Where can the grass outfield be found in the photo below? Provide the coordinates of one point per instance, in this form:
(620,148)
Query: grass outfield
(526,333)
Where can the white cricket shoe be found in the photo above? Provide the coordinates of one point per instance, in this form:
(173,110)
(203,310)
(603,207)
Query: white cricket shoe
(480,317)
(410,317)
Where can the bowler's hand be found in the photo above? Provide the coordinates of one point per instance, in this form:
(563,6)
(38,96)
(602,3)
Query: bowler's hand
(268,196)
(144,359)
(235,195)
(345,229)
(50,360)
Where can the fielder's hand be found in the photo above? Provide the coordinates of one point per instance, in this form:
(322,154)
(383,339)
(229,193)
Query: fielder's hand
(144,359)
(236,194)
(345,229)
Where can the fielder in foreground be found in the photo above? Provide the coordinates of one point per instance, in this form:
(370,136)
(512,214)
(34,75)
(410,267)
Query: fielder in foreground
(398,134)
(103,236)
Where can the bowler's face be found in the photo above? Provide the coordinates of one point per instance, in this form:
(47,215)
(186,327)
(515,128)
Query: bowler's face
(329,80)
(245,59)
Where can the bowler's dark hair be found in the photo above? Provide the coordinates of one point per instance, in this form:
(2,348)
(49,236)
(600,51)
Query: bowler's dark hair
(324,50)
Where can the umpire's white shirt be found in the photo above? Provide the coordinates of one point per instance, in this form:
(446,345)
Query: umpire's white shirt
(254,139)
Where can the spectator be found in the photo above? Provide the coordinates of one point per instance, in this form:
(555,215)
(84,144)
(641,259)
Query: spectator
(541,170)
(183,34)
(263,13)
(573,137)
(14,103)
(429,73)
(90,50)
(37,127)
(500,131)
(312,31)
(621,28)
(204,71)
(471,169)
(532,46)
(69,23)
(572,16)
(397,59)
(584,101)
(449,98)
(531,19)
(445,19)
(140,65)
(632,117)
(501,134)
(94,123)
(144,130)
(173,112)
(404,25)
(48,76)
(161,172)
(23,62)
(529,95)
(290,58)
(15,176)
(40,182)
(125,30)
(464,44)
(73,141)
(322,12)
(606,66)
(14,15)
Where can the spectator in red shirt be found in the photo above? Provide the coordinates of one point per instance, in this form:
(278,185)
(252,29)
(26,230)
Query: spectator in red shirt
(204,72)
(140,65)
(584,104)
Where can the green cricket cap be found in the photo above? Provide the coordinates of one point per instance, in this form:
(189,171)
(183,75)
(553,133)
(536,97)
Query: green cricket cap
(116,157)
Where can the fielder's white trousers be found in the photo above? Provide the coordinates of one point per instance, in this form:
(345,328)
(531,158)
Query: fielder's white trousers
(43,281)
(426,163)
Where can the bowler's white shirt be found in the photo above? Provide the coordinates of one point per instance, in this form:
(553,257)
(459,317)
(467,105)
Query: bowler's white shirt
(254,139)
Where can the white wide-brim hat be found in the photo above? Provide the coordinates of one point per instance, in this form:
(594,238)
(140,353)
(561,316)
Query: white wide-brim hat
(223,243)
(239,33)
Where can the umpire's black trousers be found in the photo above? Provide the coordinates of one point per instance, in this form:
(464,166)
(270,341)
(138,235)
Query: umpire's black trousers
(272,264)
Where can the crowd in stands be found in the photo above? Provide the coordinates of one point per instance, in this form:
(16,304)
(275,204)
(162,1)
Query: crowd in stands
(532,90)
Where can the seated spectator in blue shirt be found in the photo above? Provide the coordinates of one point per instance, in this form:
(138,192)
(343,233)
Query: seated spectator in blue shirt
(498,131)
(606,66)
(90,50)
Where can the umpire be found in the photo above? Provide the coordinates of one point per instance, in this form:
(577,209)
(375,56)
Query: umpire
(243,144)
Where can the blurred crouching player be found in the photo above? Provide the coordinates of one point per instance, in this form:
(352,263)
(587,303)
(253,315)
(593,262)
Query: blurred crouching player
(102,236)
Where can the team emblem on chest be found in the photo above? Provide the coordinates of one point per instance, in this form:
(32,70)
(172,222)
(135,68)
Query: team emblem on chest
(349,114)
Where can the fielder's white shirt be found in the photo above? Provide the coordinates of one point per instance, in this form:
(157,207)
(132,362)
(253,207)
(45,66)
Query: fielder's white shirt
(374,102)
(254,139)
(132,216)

----------

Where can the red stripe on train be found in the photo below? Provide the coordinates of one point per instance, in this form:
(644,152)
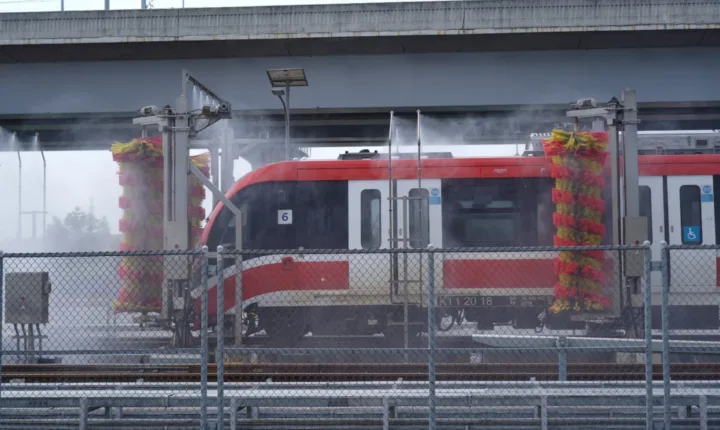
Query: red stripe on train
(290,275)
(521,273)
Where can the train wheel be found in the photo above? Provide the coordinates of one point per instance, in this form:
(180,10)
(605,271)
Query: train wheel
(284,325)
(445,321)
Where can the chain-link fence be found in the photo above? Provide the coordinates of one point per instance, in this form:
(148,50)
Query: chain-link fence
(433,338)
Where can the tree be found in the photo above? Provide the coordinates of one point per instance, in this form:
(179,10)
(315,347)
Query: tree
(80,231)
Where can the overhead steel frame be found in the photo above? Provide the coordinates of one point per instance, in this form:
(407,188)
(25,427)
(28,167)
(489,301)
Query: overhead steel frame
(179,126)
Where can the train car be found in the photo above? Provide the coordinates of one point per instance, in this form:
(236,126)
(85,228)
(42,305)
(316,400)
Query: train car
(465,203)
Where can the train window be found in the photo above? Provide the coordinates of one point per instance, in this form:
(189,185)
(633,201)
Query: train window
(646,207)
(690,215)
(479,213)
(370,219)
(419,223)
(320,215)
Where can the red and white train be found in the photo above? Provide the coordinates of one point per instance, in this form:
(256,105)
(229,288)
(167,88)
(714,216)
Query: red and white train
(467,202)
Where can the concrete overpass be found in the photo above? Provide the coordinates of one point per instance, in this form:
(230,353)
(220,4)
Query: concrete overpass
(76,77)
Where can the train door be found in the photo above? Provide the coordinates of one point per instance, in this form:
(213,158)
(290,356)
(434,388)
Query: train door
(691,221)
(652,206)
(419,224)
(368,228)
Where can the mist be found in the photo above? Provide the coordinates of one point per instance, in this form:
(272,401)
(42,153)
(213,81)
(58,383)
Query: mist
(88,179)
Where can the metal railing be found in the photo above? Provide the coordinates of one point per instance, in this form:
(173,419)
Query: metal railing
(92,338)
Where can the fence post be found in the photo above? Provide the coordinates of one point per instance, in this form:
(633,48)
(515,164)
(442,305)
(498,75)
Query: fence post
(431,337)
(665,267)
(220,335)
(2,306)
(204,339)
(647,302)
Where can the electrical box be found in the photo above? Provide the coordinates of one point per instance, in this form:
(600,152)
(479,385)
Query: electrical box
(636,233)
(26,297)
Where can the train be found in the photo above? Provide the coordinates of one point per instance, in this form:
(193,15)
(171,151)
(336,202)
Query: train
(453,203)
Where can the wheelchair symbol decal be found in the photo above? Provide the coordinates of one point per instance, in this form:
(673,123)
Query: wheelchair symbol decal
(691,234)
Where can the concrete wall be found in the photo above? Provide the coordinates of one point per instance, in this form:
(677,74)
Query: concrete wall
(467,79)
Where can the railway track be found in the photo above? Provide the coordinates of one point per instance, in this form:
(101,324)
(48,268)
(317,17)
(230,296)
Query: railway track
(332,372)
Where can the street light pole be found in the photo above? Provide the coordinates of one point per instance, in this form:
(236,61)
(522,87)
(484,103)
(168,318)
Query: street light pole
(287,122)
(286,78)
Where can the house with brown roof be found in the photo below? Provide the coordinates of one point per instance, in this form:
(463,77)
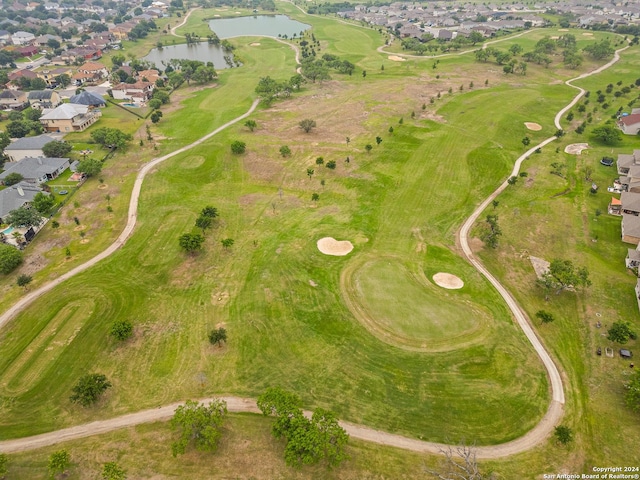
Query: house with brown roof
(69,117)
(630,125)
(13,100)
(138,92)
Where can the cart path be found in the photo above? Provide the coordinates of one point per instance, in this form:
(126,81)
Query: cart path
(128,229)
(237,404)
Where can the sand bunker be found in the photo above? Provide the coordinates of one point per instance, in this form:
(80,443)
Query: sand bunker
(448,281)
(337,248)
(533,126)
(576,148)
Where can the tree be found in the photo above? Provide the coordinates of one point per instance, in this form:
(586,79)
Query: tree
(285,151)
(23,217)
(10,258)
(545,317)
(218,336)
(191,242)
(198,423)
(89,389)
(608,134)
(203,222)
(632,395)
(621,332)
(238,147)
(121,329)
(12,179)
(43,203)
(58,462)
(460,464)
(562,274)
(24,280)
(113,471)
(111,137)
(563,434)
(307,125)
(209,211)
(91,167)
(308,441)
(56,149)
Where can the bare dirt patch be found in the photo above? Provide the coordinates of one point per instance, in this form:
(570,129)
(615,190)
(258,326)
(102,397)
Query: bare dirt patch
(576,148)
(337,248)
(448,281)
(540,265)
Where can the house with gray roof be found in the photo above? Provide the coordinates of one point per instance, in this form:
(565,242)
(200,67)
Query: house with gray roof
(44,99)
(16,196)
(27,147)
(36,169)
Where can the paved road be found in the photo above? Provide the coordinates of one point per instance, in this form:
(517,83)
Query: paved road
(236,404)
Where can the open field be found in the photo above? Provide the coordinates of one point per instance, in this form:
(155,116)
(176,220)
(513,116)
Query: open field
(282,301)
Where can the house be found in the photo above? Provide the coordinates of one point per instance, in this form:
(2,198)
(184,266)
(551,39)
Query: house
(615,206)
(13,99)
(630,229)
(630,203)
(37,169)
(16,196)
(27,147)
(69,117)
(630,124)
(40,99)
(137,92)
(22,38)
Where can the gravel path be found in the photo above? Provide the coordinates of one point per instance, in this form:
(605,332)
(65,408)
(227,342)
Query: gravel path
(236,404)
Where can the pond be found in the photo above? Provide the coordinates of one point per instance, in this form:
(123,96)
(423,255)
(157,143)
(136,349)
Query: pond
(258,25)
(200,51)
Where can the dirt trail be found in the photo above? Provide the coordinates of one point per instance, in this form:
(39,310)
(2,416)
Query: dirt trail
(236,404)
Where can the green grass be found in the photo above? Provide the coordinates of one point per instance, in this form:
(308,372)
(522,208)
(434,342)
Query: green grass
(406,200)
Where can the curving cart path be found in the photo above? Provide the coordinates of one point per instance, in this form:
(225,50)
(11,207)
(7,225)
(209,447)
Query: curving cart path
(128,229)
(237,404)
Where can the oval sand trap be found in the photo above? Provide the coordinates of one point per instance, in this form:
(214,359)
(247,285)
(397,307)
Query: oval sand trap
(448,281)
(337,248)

----------

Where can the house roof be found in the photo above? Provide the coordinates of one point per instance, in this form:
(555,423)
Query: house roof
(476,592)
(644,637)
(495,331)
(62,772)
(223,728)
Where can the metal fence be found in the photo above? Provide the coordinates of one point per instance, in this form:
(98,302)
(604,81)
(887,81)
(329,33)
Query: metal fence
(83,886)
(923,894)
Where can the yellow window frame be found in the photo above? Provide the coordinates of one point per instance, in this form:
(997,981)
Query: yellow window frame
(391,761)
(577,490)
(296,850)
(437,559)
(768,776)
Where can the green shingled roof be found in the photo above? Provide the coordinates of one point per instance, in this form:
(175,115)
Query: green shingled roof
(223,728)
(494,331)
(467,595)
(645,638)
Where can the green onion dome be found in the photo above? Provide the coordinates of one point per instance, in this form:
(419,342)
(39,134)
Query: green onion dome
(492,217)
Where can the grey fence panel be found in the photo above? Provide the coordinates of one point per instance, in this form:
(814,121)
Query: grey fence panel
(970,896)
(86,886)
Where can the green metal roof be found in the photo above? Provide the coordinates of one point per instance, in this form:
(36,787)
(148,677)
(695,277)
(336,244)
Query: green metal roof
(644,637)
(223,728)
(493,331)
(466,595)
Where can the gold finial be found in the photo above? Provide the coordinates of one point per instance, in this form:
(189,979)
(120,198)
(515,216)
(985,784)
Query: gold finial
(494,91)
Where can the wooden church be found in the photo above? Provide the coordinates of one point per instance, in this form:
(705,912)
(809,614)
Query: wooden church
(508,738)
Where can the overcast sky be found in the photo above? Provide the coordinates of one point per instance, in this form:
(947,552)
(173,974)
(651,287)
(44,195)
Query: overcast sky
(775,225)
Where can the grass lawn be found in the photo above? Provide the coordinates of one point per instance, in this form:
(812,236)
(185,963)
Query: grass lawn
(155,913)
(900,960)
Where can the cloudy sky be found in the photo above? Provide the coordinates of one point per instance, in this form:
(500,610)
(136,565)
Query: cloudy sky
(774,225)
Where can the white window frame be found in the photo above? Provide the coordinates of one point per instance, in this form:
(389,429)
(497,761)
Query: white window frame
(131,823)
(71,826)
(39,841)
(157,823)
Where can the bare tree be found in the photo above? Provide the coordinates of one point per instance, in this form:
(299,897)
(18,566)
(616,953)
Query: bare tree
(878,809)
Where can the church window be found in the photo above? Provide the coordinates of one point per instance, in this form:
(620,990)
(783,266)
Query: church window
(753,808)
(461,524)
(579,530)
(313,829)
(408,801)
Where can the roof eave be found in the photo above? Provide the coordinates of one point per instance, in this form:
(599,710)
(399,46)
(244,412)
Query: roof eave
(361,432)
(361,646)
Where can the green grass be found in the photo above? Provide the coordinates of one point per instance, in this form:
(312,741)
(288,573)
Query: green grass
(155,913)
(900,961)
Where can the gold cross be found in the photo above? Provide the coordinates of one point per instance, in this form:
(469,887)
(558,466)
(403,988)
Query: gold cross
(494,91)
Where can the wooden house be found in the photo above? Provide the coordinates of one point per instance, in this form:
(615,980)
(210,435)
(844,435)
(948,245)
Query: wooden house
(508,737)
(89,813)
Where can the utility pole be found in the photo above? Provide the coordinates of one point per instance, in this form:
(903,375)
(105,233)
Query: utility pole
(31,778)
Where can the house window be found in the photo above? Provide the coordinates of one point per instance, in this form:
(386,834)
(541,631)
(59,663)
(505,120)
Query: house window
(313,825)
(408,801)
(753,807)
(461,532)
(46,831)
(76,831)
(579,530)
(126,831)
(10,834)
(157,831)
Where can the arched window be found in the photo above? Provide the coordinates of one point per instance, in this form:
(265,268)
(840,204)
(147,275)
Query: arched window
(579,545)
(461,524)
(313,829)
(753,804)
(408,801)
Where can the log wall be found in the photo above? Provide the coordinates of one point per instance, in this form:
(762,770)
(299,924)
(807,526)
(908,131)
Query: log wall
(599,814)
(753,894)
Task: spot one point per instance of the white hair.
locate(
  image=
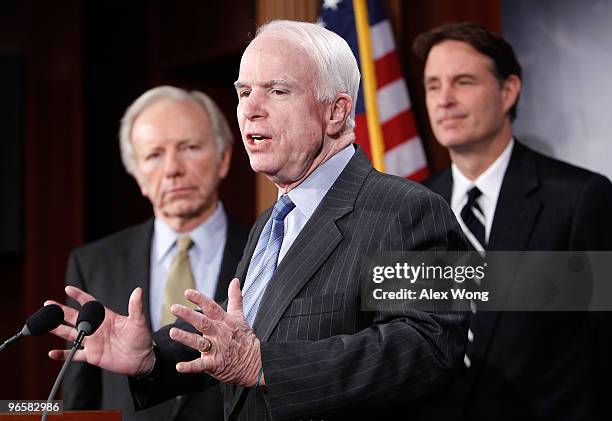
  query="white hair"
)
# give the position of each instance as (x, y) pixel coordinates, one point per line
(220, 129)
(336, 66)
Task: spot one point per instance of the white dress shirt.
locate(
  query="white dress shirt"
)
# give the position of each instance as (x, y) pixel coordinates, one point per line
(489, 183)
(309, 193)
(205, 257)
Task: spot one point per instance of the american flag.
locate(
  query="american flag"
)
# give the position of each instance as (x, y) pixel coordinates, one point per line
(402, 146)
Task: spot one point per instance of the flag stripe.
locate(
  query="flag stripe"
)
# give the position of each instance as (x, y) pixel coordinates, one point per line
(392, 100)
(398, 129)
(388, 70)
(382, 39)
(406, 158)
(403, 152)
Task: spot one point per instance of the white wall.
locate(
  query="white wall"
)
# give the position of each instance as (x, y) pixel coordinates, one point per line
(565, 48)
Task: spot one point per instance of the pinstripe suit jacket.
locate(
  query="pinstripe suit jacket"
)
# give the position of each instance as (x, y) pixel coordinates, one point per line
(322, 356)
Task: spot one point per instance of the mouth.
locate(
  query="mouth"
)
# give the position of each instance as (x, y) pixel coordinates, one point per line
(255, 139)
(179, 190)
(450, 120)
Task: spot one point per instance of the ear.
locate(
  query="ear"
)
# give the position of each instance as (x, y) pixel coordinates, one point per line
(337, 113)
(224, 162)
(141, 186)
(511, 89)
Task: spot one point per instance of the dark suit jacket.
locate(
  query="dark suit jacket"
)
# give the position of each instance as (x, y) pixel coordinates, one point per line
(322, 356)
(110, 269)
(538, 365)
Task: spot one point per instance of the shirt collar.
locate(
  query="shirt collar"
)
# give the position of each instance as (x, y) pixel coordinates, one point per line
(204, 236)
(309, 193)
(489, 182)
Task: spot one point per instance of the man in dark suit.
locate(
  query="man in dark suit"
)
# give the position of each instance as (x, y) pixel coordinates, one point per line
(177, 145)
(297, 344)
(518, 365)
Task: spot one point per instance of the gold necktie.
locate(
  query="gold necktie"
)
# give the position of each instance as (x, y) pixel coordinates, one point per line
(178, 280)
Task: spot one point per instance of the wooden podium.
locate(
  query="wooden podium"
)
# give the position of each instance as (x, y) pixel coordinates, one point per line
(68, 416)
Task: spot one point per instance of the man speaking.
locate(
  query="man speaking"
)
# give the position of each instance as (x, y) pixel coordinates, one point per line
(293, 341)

----------

Given task
Find every row above that contains the string "collar", matching case exactly, and copy each of those rows in full.

Full solution
Task: spot one point per instance of the shirt collar.
  query="shirt collar"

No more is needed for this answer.